Items from a dataset:

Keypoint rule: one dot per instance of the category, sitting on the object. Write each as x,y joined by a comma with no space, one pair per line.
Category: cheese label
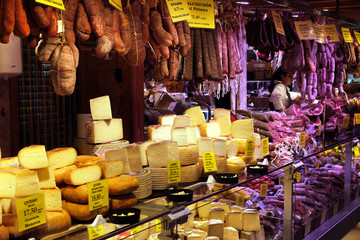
174,173
98,194
116,4
347,35
263,190
240,201
202,14
305,30
250,148
331,33
278,22
209,162
95,232
179,10
30,211
52,3
265,146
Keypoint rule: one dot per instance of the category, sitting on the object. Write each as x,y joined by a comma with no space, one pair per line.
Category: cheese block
179,135
166,119
231,233
159,132
119,154
110,169
102,131
251,220
81,211
234,219
52,199
100,108
33,157
205,145
61,157
242,128
216,228
219,146
46,177
196,116
9,161
217,213
134,157
122,185
79,176
220,112
211,129
225,125
161,152
59,174
182,121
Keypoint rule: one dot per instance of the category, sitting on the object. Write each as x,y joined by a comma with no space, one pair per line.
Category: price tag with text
263,190
265,146
95,232
278,22
52,3
209,162
98,194
174,173
250,148
31,211
240,201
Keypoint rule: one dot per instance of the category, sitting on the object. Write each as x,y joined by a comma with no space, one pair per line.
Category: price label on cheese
116,4
263,190
95,232
240,201
174,173
265,146
202,14
209,162
52,3
98,194
179,10
278,22
31,211
250,148
331,33
305,30
347,35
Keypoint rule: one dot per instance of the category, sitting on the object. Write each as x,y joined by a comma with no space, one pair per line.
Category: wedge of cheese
61,157
101,108
102,131
33,157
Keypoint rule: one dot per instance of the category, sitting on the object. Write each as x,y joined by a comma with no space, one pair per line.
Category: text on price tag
209,162
31,211
98,194
174,172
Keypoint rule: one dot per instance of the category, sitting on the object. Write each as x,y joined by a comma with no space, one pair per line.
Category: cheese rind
100,108
102,131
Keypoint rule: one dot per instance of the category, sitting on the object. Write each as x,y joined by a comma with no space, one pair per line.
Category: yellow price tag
263,190
52,3
250,148
265,146
202,14
95,232
240,201
209,162
98,194
31,211
174,173
116,4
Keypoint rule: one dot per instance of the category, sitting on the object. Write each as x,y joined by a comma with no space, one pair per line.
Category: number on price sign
98,194
31,211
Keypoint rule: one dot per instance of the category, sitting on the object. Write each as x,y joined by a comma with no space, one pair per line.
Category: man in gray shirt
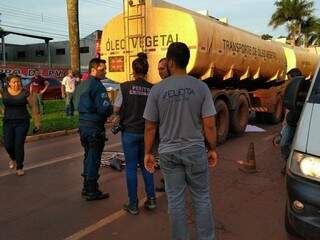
183,109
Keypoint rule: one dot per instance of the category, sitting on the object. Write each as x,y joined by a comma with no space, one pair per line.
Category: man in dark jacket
94,108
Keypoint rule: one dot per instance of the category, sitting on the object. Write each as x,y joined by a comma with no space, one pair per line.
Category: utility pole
3,45
73,25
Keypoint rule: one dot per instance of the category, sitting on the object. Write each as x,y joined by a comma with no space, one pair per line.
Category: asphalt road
46,202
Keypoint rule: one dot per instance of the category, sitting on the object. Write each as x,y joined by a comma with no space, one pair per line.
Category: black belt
87,123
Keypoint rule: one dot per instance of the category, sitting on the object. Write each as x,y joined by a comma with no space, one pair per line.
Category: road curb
42,136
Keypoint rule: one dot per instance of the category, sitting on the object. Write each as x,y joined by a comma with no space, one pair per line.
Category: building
37,54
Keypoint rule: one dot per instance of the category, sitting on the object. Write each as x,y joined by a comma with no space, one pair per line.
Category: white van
302,216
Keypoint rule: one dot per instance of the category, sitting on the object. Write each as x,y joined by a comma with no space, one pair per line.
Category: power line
34,30
101,3
52,24
39,14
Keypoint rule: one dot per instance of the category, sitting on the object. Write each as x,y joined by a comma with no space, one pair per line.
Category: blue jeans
182,169
14,136
287,135
133,147
93,141
69,104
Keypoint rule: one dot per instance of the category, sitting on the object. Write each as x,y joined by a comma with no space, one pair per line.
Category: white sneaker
20,172
12,164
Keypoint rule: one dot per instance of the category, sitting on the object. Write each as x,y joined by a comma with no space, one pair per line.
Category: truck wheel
239,117
222,121
276,117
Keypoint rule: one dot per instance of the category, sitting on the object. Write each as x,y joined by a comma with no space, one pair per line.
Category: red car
53,91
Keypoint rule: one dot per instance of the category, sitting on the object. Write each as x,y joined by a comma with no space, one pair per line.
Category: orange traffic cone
249,166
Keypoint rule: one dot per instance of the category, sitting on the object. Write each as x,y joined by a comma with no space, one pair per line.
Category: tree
292,13
311,30
73,25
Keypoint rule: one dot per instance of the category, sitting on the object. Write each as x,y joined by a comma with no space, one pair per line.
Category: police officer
94,108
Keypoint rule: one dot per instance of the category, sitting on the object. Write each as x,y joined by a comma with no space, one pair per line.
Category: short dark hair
162,59
179,53
3,75
294,72
140,65
95,62
10,77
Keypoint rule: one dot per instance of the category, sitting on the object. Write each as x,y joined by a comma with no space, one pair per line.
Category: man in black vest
130,104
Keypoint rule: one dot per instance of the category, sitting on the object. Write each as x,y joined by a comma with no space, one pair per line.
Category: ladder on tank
134,19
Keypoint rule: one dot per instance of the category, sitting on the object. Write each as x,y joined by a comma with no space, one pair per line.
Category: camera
116,128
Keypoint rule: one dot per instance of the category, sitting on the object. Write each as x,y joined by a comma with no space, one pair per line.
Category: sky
49,17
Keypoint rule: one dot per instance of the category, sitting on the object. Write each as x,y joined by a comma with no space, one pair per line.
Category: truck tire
276,117
240,116
272,118
222,121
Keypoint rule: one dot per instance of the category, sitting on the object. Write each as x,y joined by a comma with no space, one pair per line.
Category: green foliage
54,118
293,13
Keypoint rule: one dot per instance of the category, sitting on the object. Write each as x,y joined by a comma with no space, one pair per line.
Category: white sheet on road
252,128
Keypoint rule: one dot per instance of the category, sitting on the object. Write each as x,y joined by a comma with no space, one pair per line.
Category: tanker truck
244,73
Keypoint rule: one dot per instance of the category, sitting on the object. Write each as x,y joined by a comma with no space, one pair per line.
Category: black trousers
14,136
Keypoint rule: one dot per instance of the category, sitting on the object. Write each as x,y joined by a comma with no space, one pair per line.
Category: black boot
93,193
85,186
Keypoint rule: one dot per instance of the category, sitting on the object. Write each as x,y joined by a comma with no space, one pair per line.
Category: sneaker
35,130
161,188
12,164
150,203
20,172
134,210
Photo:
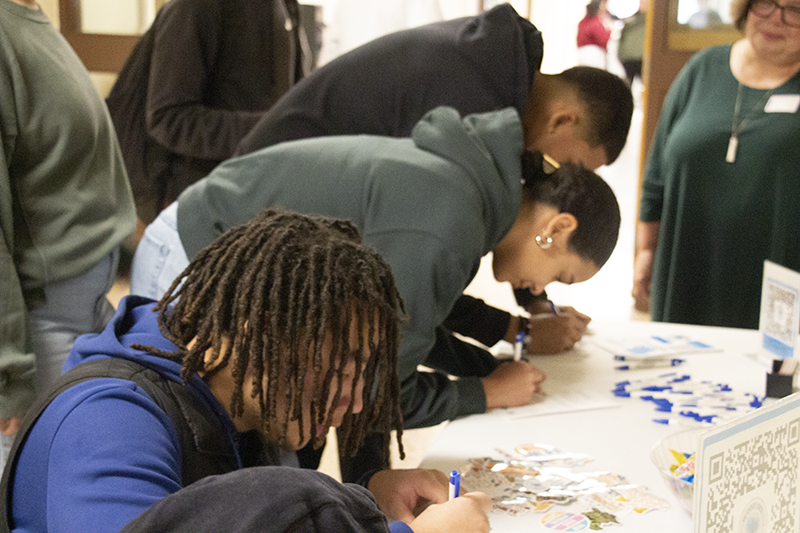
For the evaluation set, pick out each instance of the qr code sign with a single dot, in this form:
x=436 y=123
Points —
x=753 y=485
x=779 y=309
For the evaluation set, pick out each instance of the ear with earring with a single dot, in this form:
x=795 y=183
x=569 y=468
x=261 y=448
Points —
x=544 y=242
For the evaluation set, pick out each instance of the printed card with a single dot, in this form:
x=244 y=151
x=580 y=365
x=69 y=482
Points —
x=746 y=479
x=779 y=322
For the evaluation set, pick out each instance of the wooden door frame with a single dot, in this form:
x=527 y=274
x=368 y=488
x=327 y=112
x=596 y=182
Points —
x=99 y=53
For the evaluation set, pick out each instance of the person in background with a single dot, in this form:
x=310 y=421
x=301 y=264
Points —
x=720 y=191
x=197 y=81
x=474 y=64
x=65 y=206
x=286 y=325
x=356 y=22
x=594 y=31
x=631 y=43
x=540 y=227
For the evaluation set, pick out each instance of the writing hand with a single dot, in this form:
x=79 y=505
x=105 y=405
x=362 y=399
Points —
x=512 y=384
x=465 y=514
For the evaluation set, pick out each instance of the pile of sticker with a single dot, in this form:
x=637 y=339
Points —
x=539 y=478
x=684 y=466
x=686 y=403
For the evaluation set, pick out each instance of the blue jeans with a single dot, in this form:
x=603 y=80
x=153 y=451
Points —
x=160 y=257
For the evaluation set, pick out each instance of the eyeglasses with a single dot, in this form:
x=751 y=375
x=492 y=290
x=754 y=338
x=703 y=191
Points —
x=790 y=15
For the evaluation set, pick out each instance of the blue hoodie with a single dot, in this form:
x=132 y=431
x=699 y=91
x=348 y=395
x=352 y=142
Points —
x=103 y=452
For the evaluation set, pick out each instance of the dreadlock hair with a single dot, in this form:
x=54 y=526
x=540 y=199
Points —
x=576 y=190
x=273 y=289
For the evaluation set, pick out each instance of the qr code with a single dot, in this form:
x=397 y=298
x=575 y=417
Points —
x=755 y=484
x=780 y=305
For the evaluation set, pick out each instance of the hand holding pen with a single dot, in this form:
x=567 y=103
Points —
x=554 y=329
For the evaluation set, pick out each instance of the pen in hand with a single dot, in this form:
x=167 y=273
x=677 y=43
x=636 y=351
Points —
x=518 y=345
x=455 y=484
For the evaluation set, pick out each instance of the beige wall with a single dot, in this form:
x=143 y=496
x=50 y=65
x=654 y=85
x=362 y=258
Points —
x=50 y=7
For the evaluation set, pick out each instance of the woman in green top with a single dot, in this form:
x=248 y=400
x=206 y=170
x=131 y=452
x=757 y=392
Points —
x=721 y=190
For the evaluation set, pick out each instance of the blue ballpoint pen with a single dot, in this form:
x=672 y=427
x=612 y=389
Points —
x=455 y=484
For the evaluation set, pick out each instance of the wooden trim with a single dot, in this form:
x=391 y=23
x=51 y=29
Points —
x=99 y=53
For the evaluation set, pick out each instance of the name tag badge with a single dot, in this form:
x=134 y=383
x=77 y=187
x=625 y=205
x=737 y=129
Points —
x=782 y=103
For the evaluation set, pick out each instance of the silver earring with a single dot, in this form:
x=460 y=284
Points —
x=544 y=242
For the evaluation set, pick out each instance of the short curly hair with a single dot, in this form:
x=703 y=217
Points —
x=739 y=11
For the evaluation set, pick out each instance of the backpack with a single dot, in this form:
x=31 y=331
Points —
x=205 y=449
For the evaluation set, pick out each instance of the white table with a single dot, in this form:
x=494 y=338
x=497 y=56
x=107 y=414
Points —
x=618 y=438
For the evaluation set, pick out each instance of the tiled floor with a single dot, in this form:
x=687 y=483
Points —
x=607 y=295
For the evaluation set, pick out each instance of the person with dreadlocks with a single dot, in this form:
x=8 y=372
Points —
x=432 y=205
x=286 y=325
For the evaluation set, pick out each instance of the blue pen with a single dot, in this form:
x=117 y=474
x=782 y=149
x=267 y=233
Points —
x=455 y=484
x=518 y=345
x=643 y=364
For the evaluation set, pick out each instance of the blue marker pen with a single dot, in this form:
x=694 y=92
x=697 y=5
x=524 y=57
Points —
x=518 y=344
x=455 y=484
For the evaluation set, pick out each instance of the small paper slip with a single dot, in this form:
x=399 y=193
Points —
x=561 y=402
x=651 y=347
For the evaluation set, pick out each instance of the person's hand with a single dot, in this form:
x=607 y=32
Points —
x=465 y=514
x=401 y=494
x=512 y=384
x=551 y=334
x=9 y=426
x=642 y=276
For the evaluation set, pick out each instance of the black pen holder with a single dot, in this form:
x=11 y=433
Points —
x=779 y=385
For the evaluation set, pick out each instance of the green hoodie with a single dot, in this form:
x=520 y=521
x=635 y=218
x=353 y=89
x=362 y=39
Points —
x=65 y=201
x=432 y=205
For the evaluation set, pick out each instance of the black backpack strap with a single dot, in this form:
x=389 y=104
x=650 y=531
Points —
x=205 y=449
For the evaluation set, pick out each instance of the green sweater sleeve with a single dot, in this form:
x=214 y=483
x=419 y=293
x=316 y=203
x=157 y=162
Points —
x=16 y=362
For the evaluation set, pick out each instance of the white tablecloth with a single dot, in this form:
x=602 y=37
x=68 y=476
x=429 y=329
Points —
x=619 y=438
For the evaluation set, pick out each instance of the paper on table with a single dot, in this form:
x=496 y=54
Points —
x=651 y=347
x=746 y=472
x=560 y=402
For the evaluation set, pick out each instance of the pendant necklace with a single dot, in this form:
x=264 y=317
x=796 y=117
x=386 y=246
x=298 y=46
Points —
x=737 y=126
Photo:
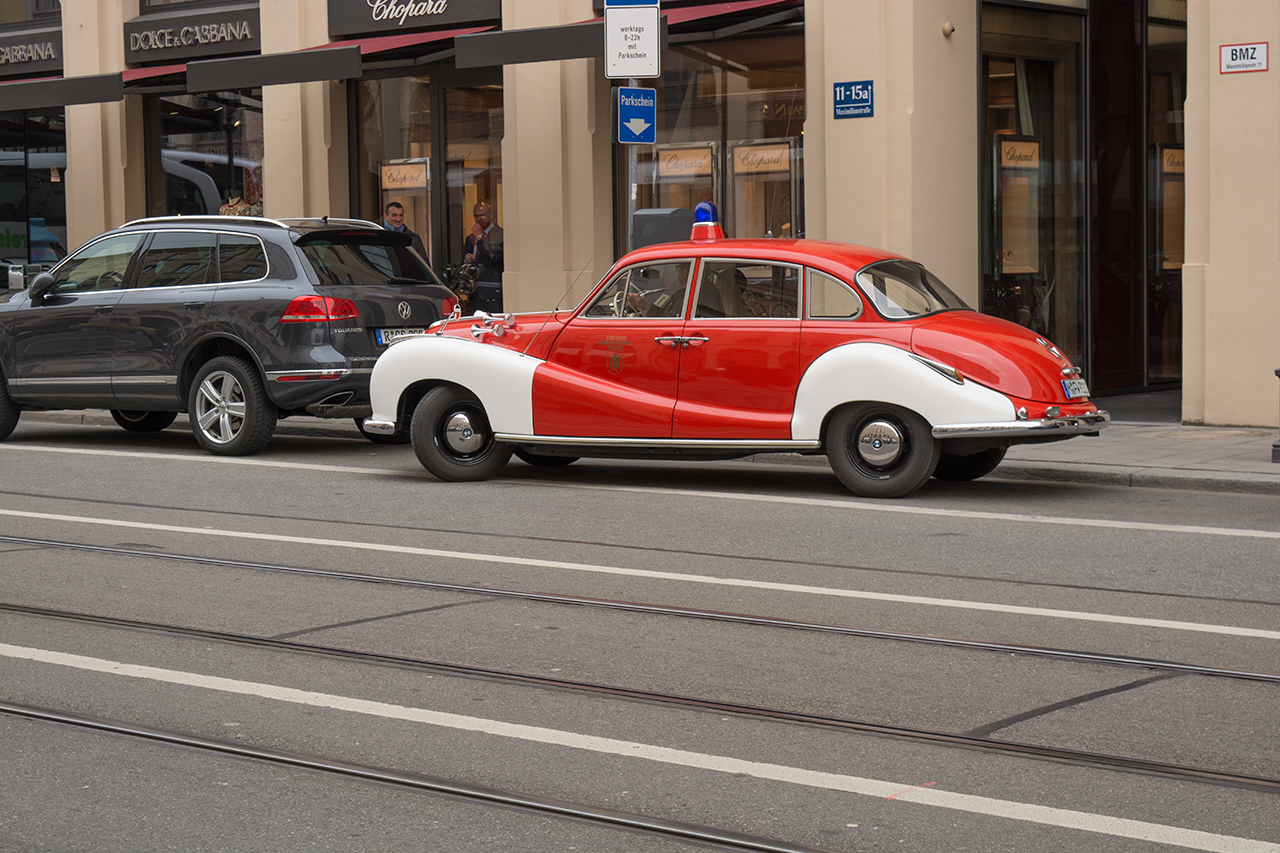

■ WHAT NEEDS TO BE DONE ■
Report every line of the data that contains the string "sign", copying each line in full. Case counts.

■ RESPONSE ■
Category: number on price sign
For the evaluation set, pick out each instance of the qr code sign with a single dot, in this form:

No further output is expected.